[MATERIAL PROVIDED Boundary: Start]
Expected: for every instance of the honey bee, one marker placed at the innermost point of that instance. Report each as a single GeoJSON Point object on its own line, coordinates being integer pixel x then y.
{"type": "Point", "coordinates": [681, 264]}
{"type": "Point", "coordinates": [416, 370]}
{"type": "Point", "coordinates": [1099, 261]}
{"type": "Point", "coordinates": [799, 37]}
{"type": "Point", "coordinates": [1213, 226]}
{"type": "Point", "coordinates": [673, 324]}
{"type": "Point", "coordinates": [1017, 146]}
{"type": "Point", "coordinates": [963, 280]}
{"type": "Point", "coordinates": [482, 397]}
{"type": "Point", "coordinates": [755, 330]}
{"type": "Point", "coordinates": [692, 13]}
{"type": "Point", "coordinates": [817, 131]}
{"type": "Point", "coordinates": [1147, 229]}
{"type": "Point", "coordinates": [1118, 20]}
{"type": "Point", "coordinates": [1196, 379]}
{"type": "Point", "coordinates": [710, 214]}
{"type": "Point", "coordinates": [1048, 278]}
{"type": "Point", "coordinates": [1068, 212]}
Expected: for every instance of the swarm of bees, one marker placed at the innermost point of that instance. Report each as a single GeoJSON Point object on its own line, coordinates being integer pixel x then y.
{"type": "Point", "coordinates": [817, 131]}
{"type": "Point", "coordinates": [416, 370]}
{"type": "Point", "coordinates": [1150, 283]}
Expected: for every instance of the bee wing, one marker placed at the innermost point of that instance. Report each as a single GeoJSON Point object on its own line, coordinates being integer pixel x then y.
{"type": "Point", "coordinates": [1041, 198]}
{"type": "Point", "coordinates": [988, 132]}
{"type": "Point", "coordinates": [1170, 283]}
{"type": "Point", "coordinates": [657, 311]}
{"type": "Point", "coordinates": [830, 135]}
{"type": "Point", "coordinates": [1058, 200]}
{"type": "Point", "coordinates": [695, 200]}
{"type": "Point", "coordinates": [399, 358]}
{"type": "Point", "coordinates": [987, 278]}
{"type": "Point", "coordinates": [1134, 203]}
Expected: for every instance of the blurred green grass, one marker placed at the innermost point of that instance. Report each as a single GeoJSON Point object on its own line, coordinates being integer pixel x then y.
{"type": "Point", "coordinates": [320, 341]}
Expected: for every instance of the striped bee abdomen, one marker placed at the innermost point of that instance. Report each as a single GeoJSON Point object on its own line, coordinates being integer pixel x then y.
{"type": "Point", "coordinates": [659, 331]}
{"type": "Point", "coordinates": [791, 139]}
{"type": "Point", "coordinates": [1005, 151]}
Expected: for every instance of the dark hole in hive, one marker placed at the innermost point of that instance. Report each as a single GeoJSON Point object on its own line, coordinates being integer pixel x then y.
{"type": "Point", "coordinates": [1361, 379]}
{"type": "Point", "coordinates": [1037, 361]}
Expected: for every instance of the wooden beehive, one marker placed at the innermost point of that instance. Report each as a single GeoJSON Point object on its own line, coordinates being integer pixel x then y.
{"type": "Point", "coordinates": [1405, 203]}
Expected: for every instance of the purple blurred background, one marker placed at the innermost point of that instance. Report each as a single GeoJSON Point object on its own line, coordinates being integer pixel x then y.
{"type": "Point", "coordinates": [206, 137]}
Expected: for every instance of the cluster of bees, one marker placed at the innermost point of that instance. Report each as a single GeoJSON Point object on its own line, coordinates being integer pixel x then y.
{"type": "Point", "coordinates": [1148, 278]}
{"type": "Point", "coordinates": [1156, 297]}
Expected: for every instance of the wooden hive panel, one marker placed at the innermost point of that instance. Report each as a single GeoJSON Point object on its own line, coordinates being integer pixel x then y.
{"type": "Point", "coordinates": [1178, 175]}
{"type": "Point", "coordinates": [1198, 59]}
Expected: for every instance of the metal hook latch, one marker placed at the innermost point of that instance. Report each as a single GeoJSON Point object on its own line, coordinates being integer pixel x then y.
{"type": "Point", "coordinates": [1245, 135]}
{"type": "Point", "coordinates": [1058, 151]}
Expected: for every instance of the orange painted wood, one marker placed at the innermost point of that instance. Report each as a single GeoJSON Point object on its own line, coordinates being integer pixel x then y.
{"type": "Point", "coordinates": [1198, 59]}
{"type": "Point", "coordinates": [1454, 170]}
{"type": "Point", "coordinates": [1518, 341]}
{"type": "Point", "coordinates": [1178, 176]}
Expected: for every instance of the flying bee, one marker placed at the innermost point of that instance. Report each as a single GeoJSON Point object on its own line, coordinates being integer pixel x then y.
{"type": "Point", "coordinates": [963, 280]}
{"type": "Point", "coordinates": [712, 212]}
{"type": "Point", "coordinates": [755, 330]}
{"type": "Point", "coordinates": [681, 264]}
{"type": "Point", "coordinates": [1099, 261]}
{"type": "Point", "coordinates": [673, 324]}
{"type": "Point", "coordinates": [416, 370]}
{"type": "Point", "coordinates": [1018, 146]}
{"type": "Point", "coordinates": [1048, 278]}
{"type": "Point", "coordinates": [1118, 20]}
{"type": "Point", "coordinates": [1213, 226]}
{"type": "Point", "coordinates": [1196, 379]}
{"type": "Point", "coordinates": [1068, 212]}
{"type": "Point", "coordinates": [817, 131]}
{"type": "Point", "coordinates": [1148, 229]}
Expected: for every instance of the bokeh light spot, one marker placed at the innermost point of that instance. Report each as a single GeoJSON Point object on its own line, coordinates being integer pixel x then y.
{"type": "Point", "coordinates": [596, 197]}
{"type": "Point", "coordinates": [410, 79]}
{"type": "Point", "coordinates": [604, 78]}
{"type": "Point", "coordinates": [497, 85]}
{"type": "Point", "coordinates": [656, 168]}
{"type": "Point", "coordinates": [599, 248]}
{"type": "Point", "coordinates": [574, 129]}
[MATERIAL PROVIDED Boundary: End]
- [EXERCISE]
Print every record above exactly as it stands.

- [RESULT OF THIS TASK]
Expected: for every instance of the honey bee, one marker placed at the innermost point of that instance. Report each as a single GeoJSON Point object on its own line, coordinates being integer pixel x then y.
{"type": "Point", "coordinates": [681, 264]}
{"type": "Point", "coordinates": [416, 370]}
{"type": "Point", "coordinates": [1099, 261]}
{"type": "Point", "coordinates": [799, 37]}
{"type": "Point", "coordinates": [1213, 226]}
{"type": "Point", "coordinates": [673, 324]}
{"type": "Point", "coordinates": [1017, 146]}
{"type": "Point", "coordinates": [963, 280]}
{"type": "Point", "coordinates": [482, 397]}
{"type": "Point", "coordinates": [755, 330]}
{"type": "Point", "coordinates": [692, 13]}
{"type": "Point", "coordinates": [817, 131]}
{"type": "Point", "coordinates": [1147, 229]}
{"type": "Point", "coordinates": [1118, 20]}
{"type": "Point", "coordinates": [1196, 379]}
{"type": "Point", "coordinates": [710, 214]}
{"type": "Point", "coordinates": [1048, 278]}
{"type": "Point", "coordinates": [1068, 212]}
Expected: for every instance of the swarm of bees, one marker placed at the innermost point of that instance. Report each as a single GeoJSON Point object on its own line, coordinates being integer pixel x then y.
{"type": "Point", "coordinates": [817, 131]}
{"type": "Point", "coordinates": [416, 370]}
{"type": "Point", "coordinates": [1150, 283]}
Expected: for every instance of the bee wing, one marker placed at the innermost point of that instance. Report each as a single GeoJSON Point object on its own line, coordinates being integer pixel x then y.
{"type": "Point", "coordinates": [1041, 198]}
{"type": "Point", "coordinates": [988, 132]}
{"type": "Point", "coordinates": [1170, 283]}
{"type": "Point", "coordinates": [657, 311]}
{"type": "Point", "coordinates": [830, 135]}
{"type": "Point", "coordinates": [1058, 200]}
{"type": "Point", "coordinates": [695, 200]}
{"type": "Point", "coordinates": [399, 358]}
{"type": "Point", "coordinates": [987, 278]}
{"type": "Point", "coordinates": [1134, 203]}
Expected: for every instance of the blurred green grass, one marker placed at the innermost point of that instance. Report each as a single GeoJSON Point object on its own line, coordinates being integer pixel x then y.
{"type": "Point", "coordinates": [320, 341]}
Expected: for every instance of the striped bee abdomen, one marker placed at the innermost point of that instance. Report each as a single GeoJSON Point object on its own line, coordinates being integer pixel x then y.
{"type": "Point", "coordinates": [659, 331]}
{"type": "Point", "coordinates": [791, 139]}
{"type": "Point", "coordinates": [1005, 151]}
Expected: for every instance of the dark hole in hive, one marker placed at the innermost point of that instance. Report each as a single GeoJSON Point object on its own line, coordinates being integer pixel x then y.
{"type": "Point", "coordinates": [1361, 379]}
{"type": "Point", "coordinates": [1037, 361]}
Expected: for every instance of the wooden beehive, one marker placed at the innermost point of that instance. Report each as a single GeoJSON Point object on its own line, coordinates being integer pixel x then y.
{"type": "Point", "coordinates": [1405, 203]}
Expected: for every instance of the purple blurred background, one marker placed at the innermost point of that instance. Report each as a single GeoJSON Point object on its own line, coordinates being integer pixel x then y.
{"type": "Point", "coordinates": [206, 137]}
Expected: for every instance of the cluster of bees, one marker placed at the innermost point of that instance. Report each as a single GeoJSON Point object on its own line, coordinates being integer pixel x then y.
{"type": "Point", "coordinates": [1148, 278]}
{"type": "Point", "coordinates": [1156, 297]}
Expected: for every instance of the wooden hive panel, one marker placed at the innermost point of that instance. Report each as a single GeoJSON Point object on its own line, coordinates being integer pixel x then y.
{"type": "Point", "coordinates": [1178, 175]}
{"type": "Point", "coordinates": [1198, 59]}
Expected: for every instance of the metal hook latch, one marker placed at the innermost point of that instance. Report each as a single GeoJSON Point object on its own line, coordinates being integer pixel x then y.
{"type": "Point", "coordinates": [1245, 135]}
{"type": "Point", "coordinates": [1058, 151]}
Expected: for every instance of the orange painted wood, one marker placed at the innermost point of that instance. Report each as a single GeoJSON Point object on its own line, coordinates being integer pixel x then y.
{"type": "Point", "coordinates": [1198, 59]}
{"type": "Point", "coordinates": [1454, 170]}
{"type": "Point", "coordinates": [1518, 341]}
{"type": "Point", "coordinates": [1178, 176]}
Expected: for every instance of the flying bee, one marker placed at the innermost point of that instance. Report each as a single GeoJSON Point object on its own line, coordinates being integer pixel x then y.
{"type": "Point", "coordinates": [963, 280]}
{"type": "Point", "coordinates": [712, 212]}
{"type": "Point", "coordinates": [755, 330]}
{"type": "Point", "coordinates": [681, 264]}
{"type": "Point", "coordinates": [1099, 261]}
{"type": "Point", "coordinates": [673, 324]}
{"type": "Point", "coordinates": [416, 370]}
{"type": "Point", "coordinates": [1018, 146]}
{"type": "Point", "coordinates": [1048, 278]}
{"type": "Point", "coordinates": [1118, 20]}
{"type": "Point", "coordinates": [1213, 226]}
{"type": "Point", "coordinates": [1196, 379]}
{"type": "Point", "coordinates": [1068, 212]}
{"type": "Point", "coordinates": [817, 131]}
{"type": "Point", "coordinates": [1148, 229]}
Expected: for every instance of the bokeh light spot, one marker placed at the innermost point of that instance. Report each as a single GeoJSON Point object on its own line, coordinates being integer pixel x then y.
{"type": "Point", "coordinates": [596, 197]}
{"type": "Point", "coordinates": [410, 79]}
{"type": "Point", "coordinates": [604, 78]}
{"type": "Point", "coordinates": [497, 85]}
{"type": "Point", "coordinates": [656, 168]}
{"type": "Point", "coordinates": [599, 248]}
{"type": "Point", "coordinates": [574, 129]}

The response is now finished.